Stated exercise:
Rewrite the lines starting with the line that contains "outline --target=overcast sky" and going on through the end of the lines, requests included, multiplying every coordinate in the answers by 2.35 and rounding to whole numbers, with halves rounded up. Leave the pictures out of the answer.

Labeled contour entries
- - - -

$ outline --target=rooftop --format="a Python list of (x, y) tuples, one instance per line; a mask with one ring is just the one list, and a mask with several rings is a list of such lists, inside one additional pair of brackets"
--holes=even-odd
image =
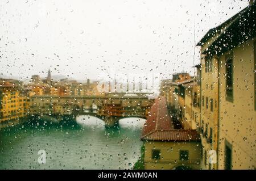
[(234, 47), (243, 43), (247, 39), (256, 36), (255, 2), (248, 6), (235, 15), (229, 18), (218, 26), (213, 28), (204, 36), (197, 43), (201, 46), (212, 38), (216, 39), (209, 45), (207, 50), (202, 53), (215, 53), (220, 54)]
[(155, 99), (141, 138), (151, 141), (199, 141), (200, 135), (195, 130), (174, 129), (166, 105), (164, 96)]

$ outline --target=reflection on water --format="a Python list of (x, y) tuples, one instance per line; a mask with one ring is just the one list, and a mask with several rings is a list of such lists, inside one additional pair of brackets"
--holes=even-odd
[(142, 129), (146, 119), (142, 118), (129, 117), (124, 118), (119, 120), (119, 125), (121, 128), (128, 128), (131, 129)]
[(82, 127), (98, 128), (105, 127), (105, 122), (102, 119), (92, 116), (79, 116), (76, 117), (76, 121)]
[[(142, 144), (135, 120), (121, 120), (119, 128), (108, 129), (102, 120), (88, 116), (68, 125), (38, 120), (5, 128), (0, 131), (0, 169), (131, 169)], [(46, 164), (38, 162), (41, 149), (47, 153)]]

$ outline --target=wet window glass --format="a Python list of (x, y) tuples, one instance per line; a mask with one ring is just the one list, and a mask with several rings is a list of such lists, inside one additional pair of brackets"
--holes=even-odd
[(255, 169), (255, 12), (1, 1), (0, 169)]

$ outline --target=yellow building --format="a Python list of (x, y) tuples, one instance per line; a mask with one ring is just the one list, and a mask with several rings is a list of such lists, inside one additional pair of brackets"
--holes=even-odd
[(27, 115), (26, 98), (21, 94), (20, 87), (5, 82), (0, 87), (0, 122), (18, 121)]
[(196, 76), (193, 82), (184, 84), (185, 120), (184, 129), (197, 129), (200, 118), (201, 65), (196, 66)]
[(199, 169), (201, 144), (195, 130), (175, 129), (164, 97), (156, 99), (143, 128), (145, 169)]
[[(251, 3), (210, 30), (197, 44), (207, 168), (256, 168), (255, 7)], [(210, 149), (217, 152), (216, 164), (209, 164), (205, 158)]]

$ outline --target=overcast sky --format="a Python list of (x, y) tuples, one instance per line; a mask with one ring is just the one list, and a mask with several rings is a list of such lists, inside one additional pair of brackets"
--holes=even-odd
[[(1, 0), (1, 77), (193, 74), (197, 43), (247, 1)], [(200, 62), (196, 49), (195, 64)]]

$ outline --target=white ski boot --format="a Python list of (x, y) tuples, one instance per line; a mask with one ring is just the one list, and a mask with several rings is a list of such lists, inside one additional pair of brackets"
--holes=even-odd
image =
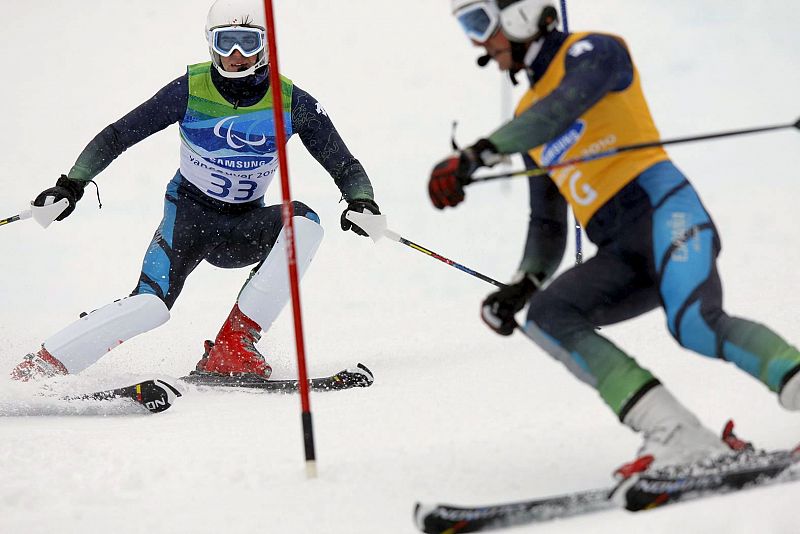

- - - -

Answer to this problem:
$ outline --target=overcast sky --format="a Python list of (x, y) tuples, one instance per line; a mask with one ring is just the one list, and a mask with several rings is a list of such lists, inside one additional pair of brackets"
--holes=even-odd
[[(2, 0), (2, 181), (454, 174), (463, 101), (580, 2)], [(470, 146), (461, 115), (458, 150)]]

$ outline --target=white ski boot --format="a Python list of (x, y) tuples, one instance per line; a mask with one ring is just the one list, and a mask with several rings is a list of such lists, inside one additional pair of brackets"
--holes=even-odd
image =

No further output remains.